> INSTRUCTIONS TO FOLLOW
Below are the entries. Set down exactly the line containing "of the white" and each line after it.

(Dataset items)
● ● ●

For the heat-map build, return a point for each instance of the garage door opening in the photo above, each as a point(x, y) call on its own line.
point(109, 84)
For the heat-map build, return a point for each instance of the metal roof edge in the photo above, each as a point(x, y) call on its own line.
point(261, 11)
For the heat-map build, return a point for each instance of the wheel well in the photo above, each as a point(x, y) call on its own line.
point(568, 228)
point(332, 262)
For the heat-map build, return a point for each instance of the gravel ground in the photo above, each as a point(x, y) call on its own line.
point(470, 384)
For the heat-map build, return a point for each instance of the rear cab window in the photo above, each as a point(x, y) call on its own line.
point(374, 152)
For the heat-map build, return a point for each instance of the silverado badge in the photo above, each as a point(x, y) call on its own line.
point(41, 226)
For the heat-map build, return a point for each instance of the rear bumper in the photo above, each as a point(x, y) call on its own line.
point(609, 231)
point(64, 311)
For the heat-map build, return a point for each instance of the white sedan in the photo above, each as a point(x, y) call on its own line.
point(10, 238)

● ● ●

> ANSWER BOX
For the heat-map build, return a point for each instance of the white sedan in the photo above, each as a point(x, y) call on its own line.
point(10, 238)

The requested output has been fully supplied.